Exercise input:
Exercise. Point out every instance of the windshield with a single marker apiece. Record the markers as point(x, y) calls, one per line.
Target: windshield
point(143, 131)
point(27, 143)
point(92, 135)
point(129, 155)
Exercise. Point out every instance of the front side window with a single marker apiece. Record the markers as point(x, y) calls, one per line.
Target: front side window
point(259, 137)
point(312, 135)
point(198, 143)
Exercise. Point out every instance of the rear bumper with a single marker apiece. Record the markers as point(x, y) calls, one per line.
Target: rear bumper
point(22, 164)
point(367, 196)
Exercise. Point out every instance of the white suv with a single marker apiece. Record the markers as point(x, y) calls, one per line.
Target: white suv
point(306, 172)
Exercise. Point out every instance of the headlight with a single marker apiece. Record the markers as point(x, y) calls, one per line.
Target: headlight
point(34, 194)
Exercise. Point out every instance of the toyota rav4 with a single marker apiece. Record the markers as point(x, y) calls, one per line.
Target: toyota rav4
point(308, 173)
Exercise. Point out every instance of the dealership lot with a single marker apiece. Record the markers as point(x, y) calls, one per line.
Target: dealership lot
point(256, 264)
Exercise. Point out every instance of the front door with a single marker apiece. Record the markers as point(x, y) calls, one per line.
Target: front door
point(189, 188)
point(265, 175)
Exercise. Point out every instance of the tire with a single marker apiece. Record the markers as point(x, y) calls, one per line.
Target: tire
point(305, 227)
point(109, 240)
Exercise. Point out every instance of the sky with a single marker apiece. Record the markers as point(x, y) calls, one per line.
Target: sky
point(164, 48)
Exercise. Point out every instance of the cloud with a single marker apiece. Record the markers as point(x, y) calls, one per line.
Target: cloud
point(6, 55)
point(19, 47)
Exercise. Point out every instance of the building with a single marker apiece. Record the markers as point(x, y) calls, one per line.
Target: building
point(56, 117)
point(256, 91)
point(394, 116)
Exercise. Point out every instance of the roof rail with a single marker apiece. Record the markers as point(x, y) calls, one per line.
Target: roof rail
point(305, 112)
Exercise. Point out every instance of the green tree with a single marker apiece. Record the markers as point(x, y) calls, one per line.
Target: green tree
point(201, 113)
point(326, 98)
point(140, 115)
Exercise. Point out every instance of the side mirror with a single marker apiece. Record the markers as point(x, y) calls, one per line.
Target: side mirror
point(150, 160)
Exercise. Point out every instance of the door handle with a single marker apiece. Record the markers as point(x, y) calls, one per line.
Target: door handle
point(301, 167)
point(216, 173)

The request: Express every line of the entries above as a Markdown table with two columns: Row, numbering each line in order, and Text, holding the line itself. Leave out blank lines.

The output:
| Row | Text |
|---|---|
| 1 | Exercise. Point out every instance of the windshield with a single marker apiece. Record the markers as point(x, y) calls, one per line. |
| 2 | Target: windshield |
| 3 | point(143, 131) |
| 4 | point(27, 143) |
| 5 | point(92, 135) |
| 6 | point(129, 155) |
| 7 | Exercise. Point out every instance of the front side window with a single marker apiece. Record the markers as point(x, y) calls, one per line. |
| 8 | Target: front side window |
| 9 | point(259, 137) |
| 10 | point(312, 135) |
| 11 | point(198, 143) |
| 12 | Exercise. Point out every instance of the rear bumper with a single marker apiece. Record the markers as point(x, y) calls, one per line. |
| 13 | Target: rear bumper |
| 14 | point(22, 164) |
| 15 | point(367, 196) |
| 16 | Exercise. Point out every instance of the white suv with a single marker apiece. Record the markers as point(x, y) calls, one per line. |
| 17 | Target: white suv |
| 18 | point(306, 172) |
| 19 | Exercise. Point out every instance of the headlight with a single marker apiece. Record the markers as point(x, y) calls, one per line. |
| 20 | Target: headlight |
| 21 | point(34, 194) |
| 22 | Exercise. Point out every instance of the toyota rav4 with a single marker apiece. Record the markers as point(x, y) calls, one per line. |
| 23 | Target: toyota rav4 |
| 24 | point(308, 173) |
| 25 | Exercise. Point out every instance of the dealership lot with a single marker apiece. Record the markers as point(x, y) calls, one per line. |
| 26 | Target: dealership lot |
| 27 | point(256, 264) |
| 28 | Exercise. Point out every instance of the front door with a single marker apiece. Record the markers as point(x, y) calls, one per line. |
| 29 | Target: front door |
| 30 | point(189, 188) |
| 31 | point(265, 175) |
| 32 | Exercise. Point out every instance of the tire with a single marker apiece. Record the markers as point(x, y) calls, one per line. |
| 33 | Target: tire |
| 34 | point(305, 227) |
| 35 | point(109, 240) |
| 36 | Exercise. Point out every instance of the sky with a single marker apiece. Record the markers as point(x, y) calls, one per line. |
| 37 | Target: sky |
| 38 | point(164, 48) |
| 39 | Exercise. Point out every instance of the cloud with a single marker apiece. Record the markers as point(x, y) calls, one per line. |
| 40 | Target: cloud |
| 41 | point(6, 55) |
| 42 | point(19, 47) |
| 43 | Exercise. Point out every instance of the building with a single marker apiece. Record the markers as point(x, y) calls, one per line. |
| 44 | Target: building |
| 45 | point(56, 117) |
| 46 | point(256, 91) |
| 47 | point(394, 116) |
| 48 | Exercise. Point out every instance of the roof rail with a single marker apiece. Record the markers as point(x, y) calls, one per line. |
| 49 | Target: roof rail |
| 50 | point(305, 112) |
| 51 | Exercise. Point out every instance of the green tree with a single marker apiece. Record the markers as point(x, y) calls, one per line. |
| 52 | Target: green tree |
| 53 | point(201, 113) |
| 54 | point(326, 98) |
| 55 | point(140, 115) |
| 56 | Exercise. Point out every instance of the side mirror with a single marker apiece. Record the markers as point(x, y) calls, one per line. |
| 57 | Target: side mirror |
| 58 | point(150, 160) |
| 59 | Exercise. Point out every instance of the door handle with a single marker apiece. Record the markers as point(x, y) calls, one per line. |
| 60 | Target: door handle |
| 61 | point(301, 167) |
| 62 | point(216, 173) |